■ **DATASET CONTENT**
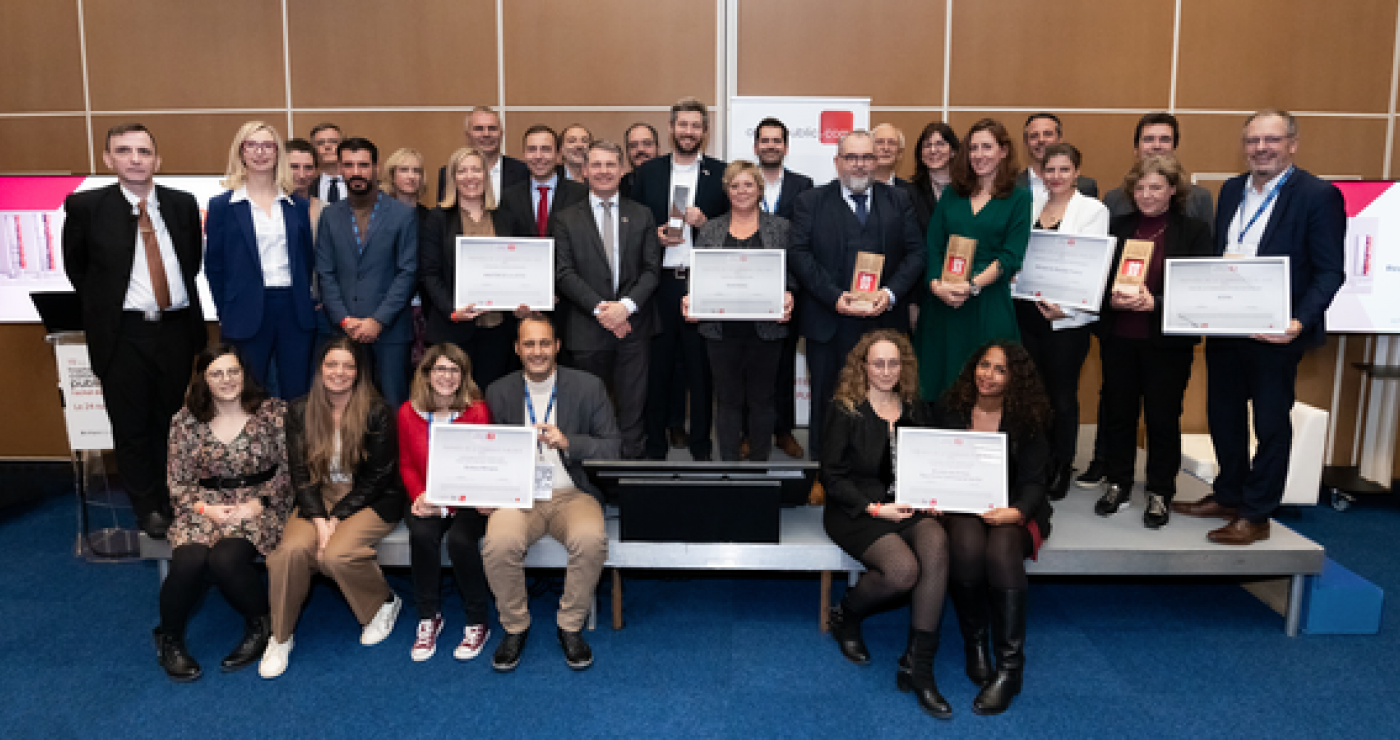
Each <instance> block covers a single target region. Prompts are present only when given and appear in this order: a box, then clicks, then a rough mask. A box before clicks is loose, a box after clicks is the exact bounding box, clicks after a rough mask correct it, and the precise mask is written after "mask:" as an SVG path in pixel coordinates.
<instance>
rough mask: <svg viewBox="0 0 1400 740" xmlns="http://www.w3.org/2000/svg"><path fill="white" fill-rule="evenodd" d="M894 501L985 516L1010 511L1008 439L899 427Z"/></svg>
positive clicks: (896, 448) (971, 432) (949, 432)
mask: <svg viewBox="0 0 1400 740" xmlns="http://www.w3.org/2000/svg"><path fill="white" fill-rule="evenodd" d="M893 453H895V501H896V502H897V504H909V505H910V506H914V508H916V509H938V511H941V512H949V513H983V512H988V511H991V509H1004V508H1007V495H1008V484H1007V435H1004V434H1001V432H967V431H960V429H924V428H913V427H900V428H899V436H897V438H896V443H895V450H893Z"/></svg>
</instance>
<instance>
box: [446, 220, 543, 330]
mask: <svg viewBox="0 0 1400 740" xmlns="http://www.w3.org/2000/svg"><path fill="white" fill-rule="evenodd" d="M454 292H455V295H454V297H452V299H454V301H455V302H456V305H455V306H452V308H454V309H459V308H463V306H468V305H472V304H476V308H477V311H515V309H517V308H518V306H522V305H525V306H529V308H531V309H533V311H554V239H514V238H500V236H458V238H456V273H455V274H454Z"/></svg>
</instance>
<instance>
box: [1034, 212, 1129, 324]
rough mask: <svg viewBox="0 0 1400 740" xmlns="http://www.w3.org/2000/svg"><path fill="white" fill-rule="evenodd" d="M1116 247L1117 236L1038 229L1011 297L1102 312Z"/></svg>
mask: <svg viewBox="0 0 1400 740" xmlns="http://www.w3.org/2000/svg"><path fill="white" fill-rule="evenodd" d="M1116 248H1117V239H1116V238H1113V236H1088V235H1082V234H1061V232H1058V231H1042V229H1035V231H1032V232H1030V242H1029V243H1028V245H1026V256H1025V259H1023V260H1022V262H1021V271H1019V273H1016V277H1014V278H1012V280H1011V297H1012V298H1022V299H1026V301H1044V302H1047V304H1056V305H1060V306H1067V308H1078V309H1081V311H1093V312H1098V311H1099V305H1100V304H1102V302H1103V290H1105V285H1107V281H1109V271H1110V270H1113V252H1114V249H1116Z"/></svg>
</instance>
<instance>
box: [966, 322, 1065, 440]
mask: <svg viewBox="0 0 1400 740" xmlns="http://www.w3.org/2000/svg"><path fill="white" fill-rule="evenodd" d="M993 347H995V348H1000V350H1001V351H1002V353H1005V355H1007V390H1005V403H1004V406H1002V417H1001V418H1002V421H1005V424H1007V428H1008V429H1011V432H1012V434H1016V435H1021V434H1028V432H1039V431H1044V429H1047V428H1049V425H1050V400H1049V399H1047V397H1046V389H1044V386H1043V385H1042V383H1040V372H1039V371H1036V364H1035V362H1033V361H1032V360H1030V353H1028V351H1026V348H1025V347H1022V346H1021V343H1018V341H1011V340H1004V339H994V340H991V341H988V343H986V344H983V346H981V347H977V351H976V353H973V354H972V357H970V358H967V364H966V365H963V369H962V372H959V373H958V379H956V380H953V385H952V387H949V389H948V392H946V393H944V406H945V407H946V408H948V410H949V411H952V413H955V414H958V417H959V418H962V417H967V418H972V408H973V406H977V364H979V362H981V358H983V357H986V355H987V353H988V351H991V348H993Z"/></svg>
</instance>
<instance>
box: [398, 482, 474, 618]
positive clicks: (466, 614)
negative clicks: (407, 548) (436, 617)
mask: <svg viewBox="0 0 1400 740" xmlns="http://www.w3.org/2000/svg"><path fill="white" fill-rule="evenodd" d="M403 523H405V525H407V527H409V558H410V564H412V567H413V603H414V606H416V607H417V610H419V618H420V620H431V618H433V617H434V616H437V614H441V613H442V537H444V536H447V555H448V557H449V558H451V560H452V575H454V576H456V588H458V590H461V592H462V604H463V606H465V607H466V622H468V624H487V618H489V617H490V603H491V590H490V586H487V583H486V567H484V565H483V564H482V546H480V541H482V536H484V534H486V518H484V516H482V515H480V513H479V512H477V511H476V509H461V511H458V512H456V513H455V515H452V516H430V518H419V516H413V513H412V512H407V513H405V515H403Z"/></svg>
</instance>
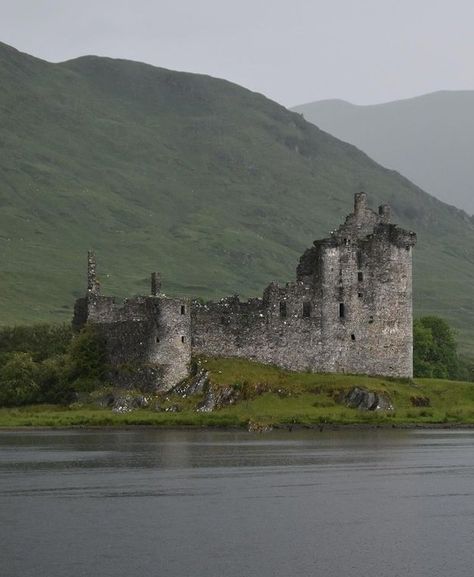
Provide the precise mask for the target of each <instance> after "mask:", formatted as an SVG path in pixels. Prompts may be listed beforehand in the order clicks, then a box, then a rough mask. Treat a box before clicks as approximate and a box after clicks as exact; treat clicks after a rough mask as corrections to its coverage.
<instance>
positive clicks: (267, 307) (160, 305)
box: [74, 193, 416, 390]
mask: <svg viewBox="0 0 474 577" xmlns="http://www.w3.org/2000/svg"><path fill="white" fill-rule="evenodd" d="M415 242H416V235H415V234H414V233H411V232H407V231H405V230H402V229H400V228H398V227H397V226H396V225H394V224H391V223H390V209H389V207H387V206H385V205H384V206H381V207H380V208H379V212H378V213H376V212H374V211H372V210H371V209H370V208H368V206H367V198H366V195H365V194H364V193H359V194H357V195H356V196H355V204H354V211H353V212H352V213H351V214H350V215H349V216H348V217H347V218H346V220H345V222H344V224H342V225H341V226H340V227H339V228H338V229H337V230H335V231H333V232H332V233H331V236H330V237H329V238H326V239H322V240H317V241H315V242H314V244H313V246H312V247H311V248H309V249H308V250H307V251H305V253H304V254H303V255H302V257H301V259H300V262H299V264H298V267H297V270H296V280H295V281H294V282H290V283H287V284H286V285H285V286H279V285H277V284H275V283H272V284H270V285H269V286H268V287H267V288H266V289H265V291H264V293H263V296H262V298H257V299H250V300H248V301H245V302H241V301H240V300H239V298H238V297H237V296H233V297H228V298H225V299H222V300H220V301H219V302H208V303H201V302H198V301H194V302H193V303H192V305H191V304H190V303H189V302H188V301H187V300H186V299H170V298H166V297H165V296H164V295H162V294H160V289H161V279H160V275H159V274H158V273H153V275H152V283H151V284H152V286H151V292H152V295H151V296H147V297H136V298H133V299H128V300H125V301H124V302H123V303H117V302H116V301H115V299H113V298H111V297H105V296H102V295H101V294H100V285H99V283H98V282H97V279H96V265H95V257H94V255H93V253H89V255H88V284H87V286H88V291H87V295H86V297H85V298H83V299H79V300H78V301H77V302H76V307H75V319H74V325H75V326H76V327H80V326H82V325H83V324H85V323H86V322H90V323H93V324H94V325H95V326H96V327H97V328H98V330H100V331H101V333H102V335H103V336H104V338H105V342H106V346H107V358H108V362H109V364H110V366H111V367H112V372H111V379H112V380H113V382H115V383H117V384H121V385H124V386H137V384H139V385H140V386H141V387H142V388H148V389H150V390H151V389H155V390H156V389H158V390H160V389H161V390H168V389H169V388H171V387H172V386H173V385H175V384H177V383H178V382H179V381H180V380H182V379H183V378H185V377H186V376H187V375H188V370H189V363H190V360H191V352H192V353H193V354H203V355H209V356H221V357H242V358H246V359H255V360H259V361H262V362H264V363H271V364H275V365H278V366H281V367H284V368H287V369H291V370H299V371H304V370H309V371H314V372H328V373H332V372H338V373H354V374H370V375H375V374H377V375H388V376H395V377H411V376H412V348H413V336H412V248H413V246H414V245H415Z"/></svg>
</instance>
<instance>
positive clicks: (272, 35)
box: [0, 0, 474, 106]
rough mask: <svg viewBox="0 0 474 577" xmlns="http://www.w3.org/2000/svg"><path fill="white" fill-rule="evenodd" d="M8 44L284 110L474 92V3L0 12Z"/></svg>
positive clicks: (298, 2) (153, 8) (202, 0)
mask: <svg viewBox="0 0 474 577" xmlns="http://www.w3.org/2000/svg"><path fill="white" fill-rule="evenodd" d="M0 41H2V42H5V43H6V44H10V45H12V46H14V47H16V48H18V49H19V50H22V51H24V52H28V53H29V54H32V55H34V56H38V57H40V58H44V59H46V60H49V61H53V62H56V61H61V60H66V59H69V58H75V57H77V56H81V55H84V54H98V55H102V56H111V57H119V58H127V59H132V60H140V61H143V62H148V63H150V64H153V65H155V66H163V67H165V68H171V69H175V70H186V71H190V72H200V73H205V74H211V75H212V76H217V77H220V78H226V79H228V80H231V81H233V82H236V83H238V84H241V85H243V86H245V87H247V88H250V89H251V90H255V91H258V92H262V93H263V94H265V95H266V96H268V97H269V98H272V99H274V100H277V101H278V102H280V103H282V104H284V105H286V106H292V105H296V104H301V103H304V102H308V101H312V100H321V99H324V98H343V99H345V100H349V101H351V102H354V103H357V104H372V103H376V102H384V101H389V100H395V99H399V98H406V97H410V96H415V95H418V94H423V93H426V92H432V91H435V90H441V89H449V90H458V89H474V65H473V58H474V0H233V1H229V0H170V1H168V0H133V1H131V0H74V1H73V0H0Z"/></svg>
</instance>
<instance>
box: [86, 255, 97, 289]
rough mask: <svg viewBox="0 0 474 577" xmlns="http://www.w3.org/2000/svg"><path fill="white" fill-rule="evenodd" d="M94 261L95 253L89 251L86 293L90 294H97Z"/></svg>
mask: <svg viewBox="0 0 474 577" xmlns="http://www.w3.org/2000/svg"><path fill="white" fill-rule="evenodd" d="M96 266H97V265H96V260H95V252H94V251H92V250H89V251H88V252H87V292H88V293H91V294H99V292H100V284H99V282H98V280H97V276H96Z"/></svg>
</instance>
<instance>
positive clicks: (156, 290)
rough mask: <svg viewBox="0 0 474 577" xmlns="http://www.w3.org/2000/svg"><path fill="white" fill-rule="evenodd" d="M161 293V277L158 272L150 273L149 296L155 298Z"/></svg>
mask: <svg viewBox="0 0 474 577" xmlns="http://www.w3.org/2000/svg"><path fill="white" fill-rule="evenodd" d="M160 292H161V275H160V273H159V272H152V273H151V296H153V297H156V296H157V295H159V294H160Z"/></svg>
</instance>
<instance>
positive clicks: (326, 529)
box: [0, 430, 474, 577]
mask: <svg viewBox="0 0 474 577" xmlns="http://www.w3.org/2000/svg"><path fill="white" fill-rule="evenodd" d="M473 481H474V432H472V431H374V430H371V431H342V432H322V433H320V432H319V431H300V432H292V433H288V432H285V433H284V432H274V433H269V434H264V435H257V434H255V435H254V434H249V433H246V432H224V431H199V432H197V431H156V430H155V431H115V430H110V431H67V432H65V431H27V432H2V433H0V515H1V523H0V548H1V549H0V554H1V559H0V574H1V575H5V577H30V576H31V577H33V576H35V577H42V576H44V577H79V576H88V577H89V576H97V577H109V576H110V577H112V576H114V577H122V576H124V577H125V576H126V577H135V576H137V577H142V576H150V575H153V576H155V575H156V576H165V575H166V576H170V577H174V576H176V577H178V576H179V577H188V576H203V577H204V576H206V577H214V576H215V577H253V576H258V577H267V576H268V577H270V576H276V577H279V576H282V577H283V576H291V577H299V576H305V577H306V576H310V575H324V576H325V577H344V576H346V575H348V576H351V577H362V576H364V577H368V576H374V577H385V576H387V577H401V576H403V577H406V576H413V577H415V576H416V577H420V576H421V577H422V576H425V575H426V576H429V577H436V576H443V577H444V576H446V575H449V576H451V577H464V576H466V577H472V575H473V574H474V569H473V563H472V557H473V554H472V538H473V531H474V523H473V521H474V500H473V494H474V483H473Z"/></svg>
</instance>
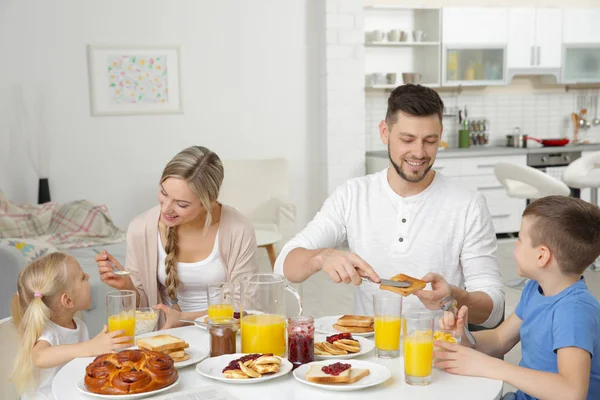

■ **WORK TO BE COMPLETED**
Would you copy every line of the entries in which "before" appears?

■ **EXERCISE RESULT**
Each <instance> block covers a single target region. Prompts are present only when given and appear in this order: a box, then clicks, then a rough mask. A box before clicks is loose, a box after clicks is the exact bounding box, clicks after a rough mask correct it, and the precise mask is written after "mask:" as an SVG path in pixel coordinates.
Provide the precise mask for the target of each <instance> after "mask:", formatted as an SVG path in pixels. Prompts may be listed beforehand in the order clicks, then a box, then a rough mask. Treat a box before clicks as approximate and a box after clicks as exact; treat clicks after a rough mask as corrections to its coverage.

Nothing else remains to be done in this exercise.